_DOCUMENT SOURCE_

Secteur informel transfrontalier
CONECT, INLUCC SECTEUR INFORMEL TRANSFRONTALIER
L’année 2011 a sonné le glas d’un régime politique et économique qui a contribué à l’ouverture d’une brèche en matière de sécurité et de stabilité du pays. Une brèche qui a attisé davantage un intérêt concret et effectif pour le marché parallèle reposant ainsi sur un manque criard de réactivité des autorités de tutelle ainsi que sur l’absence d’actions efficaces et durables. Une volonté politique s’inscrivant en faux et une stratégie sérieuse manquent également à l’appel. C’est dans ce cadre que la CONECT et l’instance nationale de lutte contre la corruption ont organisé une conférence de presse portant sur le thème : « Le secteur informel transfrontalier : ampleur et impact sur l’économie tunisienne.» Une journée marquée par la présence du président de la CONECT, Tarek Chérif, du président de L’INLUCC, Chawki Tabib, du Consultant auprès de la Banque Mondiale, Lotfi Ayadi, du Directeur Général du Commerce Extérieur, Khaled Ben Abdallah, et notamment d’une pléiade d’éminents experts en la matière.

_DONNÉES_

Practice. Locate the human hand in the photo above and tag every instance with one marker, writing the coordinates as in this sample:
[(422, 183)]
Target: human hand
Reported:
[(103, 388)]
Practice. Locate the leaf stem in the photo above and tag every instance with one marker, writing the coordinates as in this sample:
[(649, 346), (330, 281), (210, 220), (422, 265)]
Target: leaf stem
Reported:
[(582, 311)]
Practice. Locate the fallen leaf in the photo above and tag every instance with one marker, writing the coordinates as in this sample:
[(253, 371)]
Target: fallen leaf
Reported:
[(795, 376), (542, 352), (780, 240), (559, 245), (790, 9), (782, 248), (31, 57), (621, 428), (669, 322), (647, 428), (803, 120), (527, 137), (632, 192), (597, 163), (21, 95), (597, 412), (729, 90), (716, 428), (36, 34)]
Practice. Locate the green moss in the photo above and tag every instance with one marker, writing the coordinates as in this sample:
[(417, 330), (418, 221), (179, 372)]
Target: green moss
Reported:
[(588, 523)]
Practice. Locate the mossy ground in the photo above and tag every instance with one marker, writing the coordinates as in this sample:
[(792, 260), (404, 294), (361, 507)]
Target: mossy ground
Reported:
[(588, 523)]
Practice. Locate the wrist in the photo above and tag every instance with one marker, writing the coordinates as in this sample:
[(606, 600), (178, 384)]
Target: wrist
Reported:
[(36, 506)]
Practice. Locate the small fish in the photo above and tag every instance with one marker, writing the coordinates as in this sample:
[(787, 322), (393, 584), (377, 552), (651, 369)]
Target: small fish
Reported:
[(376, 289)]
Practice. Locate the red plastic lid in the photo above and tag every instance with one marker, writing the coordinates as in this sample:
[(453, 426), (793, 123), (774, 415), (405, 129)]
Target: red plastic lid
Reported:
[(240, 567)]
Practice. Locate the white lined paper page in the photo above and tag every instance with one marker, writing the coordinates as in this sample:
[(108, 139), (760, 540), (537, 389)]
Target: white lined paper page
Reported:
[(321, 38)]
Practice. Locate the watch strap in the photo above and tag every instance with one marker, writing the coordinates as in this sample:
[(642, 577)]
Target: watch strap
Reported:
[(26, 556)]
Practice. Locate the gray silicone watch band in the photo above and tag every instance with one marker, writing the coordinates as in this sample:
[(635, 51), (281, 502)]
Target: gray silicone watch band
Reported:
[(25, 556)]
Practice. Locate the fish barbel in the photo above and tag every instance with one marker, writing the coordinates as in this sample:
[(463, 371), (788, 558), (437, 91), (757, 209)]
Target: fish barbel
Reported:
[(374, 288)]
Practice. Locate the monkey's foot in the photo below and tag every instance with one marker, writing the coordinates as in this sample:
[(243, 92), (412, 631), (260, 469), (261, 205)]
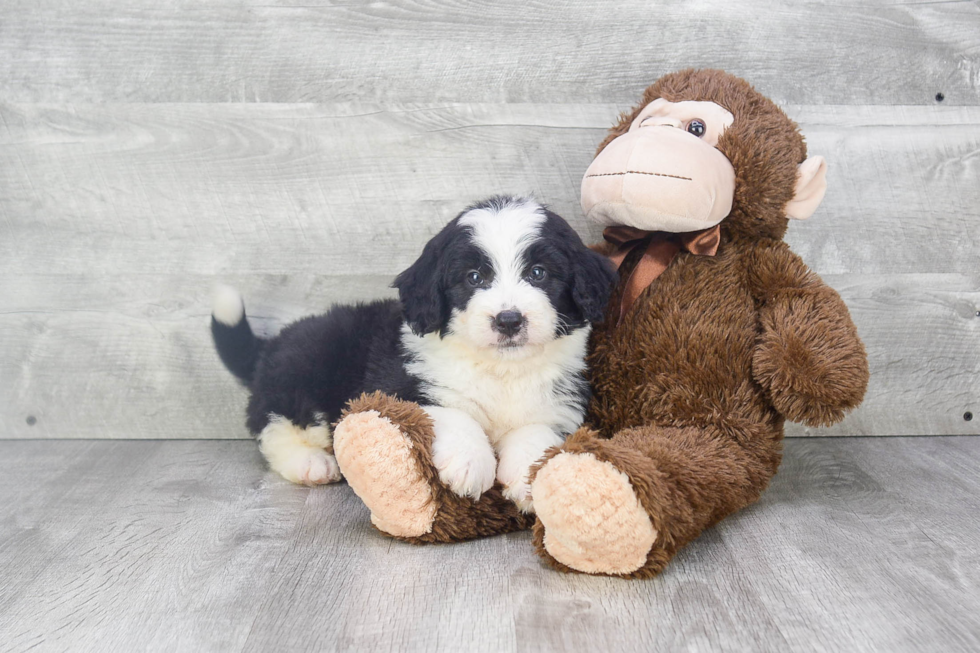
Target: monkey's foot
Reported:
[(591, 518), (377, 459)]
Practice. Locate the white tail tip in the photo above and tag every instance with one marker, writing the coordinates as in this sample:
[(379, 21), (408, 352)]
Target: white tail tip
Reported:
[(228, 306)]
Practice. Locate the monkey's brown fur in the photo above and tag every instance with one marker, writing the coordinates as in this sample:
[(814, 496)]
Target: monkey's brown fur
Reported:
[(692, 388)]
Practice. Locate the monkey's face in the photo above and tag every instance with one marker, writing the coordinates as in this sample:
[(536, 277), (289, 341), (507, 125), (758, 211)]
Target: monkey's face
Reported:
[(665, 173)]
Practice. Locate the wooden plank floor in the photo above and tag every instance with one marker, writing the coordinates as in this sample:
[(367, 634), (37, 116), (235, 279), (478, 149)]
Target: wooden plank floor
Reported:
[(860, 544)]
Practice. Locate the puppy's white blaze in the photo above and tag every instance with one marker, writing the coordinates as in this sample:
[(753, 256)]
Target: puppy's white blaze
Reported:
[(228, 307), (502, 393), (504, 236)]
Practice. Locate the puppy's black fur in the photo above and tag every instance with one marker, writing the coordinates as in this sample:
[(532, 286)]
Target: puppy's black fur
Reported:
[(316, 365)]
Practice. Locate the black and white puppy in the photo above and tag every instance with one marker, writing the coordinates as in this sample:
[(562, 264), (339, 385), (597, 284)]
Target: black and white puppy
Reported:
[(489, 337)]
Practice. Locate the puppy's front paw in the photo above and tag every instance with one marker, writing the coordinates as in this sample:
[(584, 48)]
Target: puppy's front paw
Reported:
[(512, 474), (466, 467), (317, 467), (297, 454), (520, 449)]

_TRAVAIL À FAIRE_
[A] Répondez à ces questions sur le texte consacré au secteur informel transfrontalier :
(i) Quelle année a sonné le glas d'un régime politique et économique ?
(ii) Avec quelle instance la CONECT a-t-elle organisé la conférence de presse ?
(iii) Quelle fonction occupe Khaled Ben Abdallah ?
[B] Prolongez le texte sur le secteur informel transfrontalier après sa dernière phrase.

_RÉPONSES PAR TÂCHE_
[A]
(i) 2011
(ii) L'instance nationale de lutte contre la corruption
(iii) Directeur Général du Commerce Extérieur

[B]
Marquant le point de départ de ladite conférence, Tarek Chérif a indiqué, lors de son allocution, que le marché parallèle représente près de 54% du PIB tunisien. « Il constitue un fléau grave qui échappe aux autorités et génère des pertes colossales en termes de recettes fiscales pour les caisses de l’etat tunisien», a-t-il argué face à l’assistance, en poursuivant que ce fléau porte préjudice au secteur privé, à l’entreprise, aux secteurs structurés en ayant un impact négatif direct sur l’emploi, l’investissement ainsi que l’industrialisation. Ce qui est à même de mettre à mal l’évolution de la croissance économique nationale.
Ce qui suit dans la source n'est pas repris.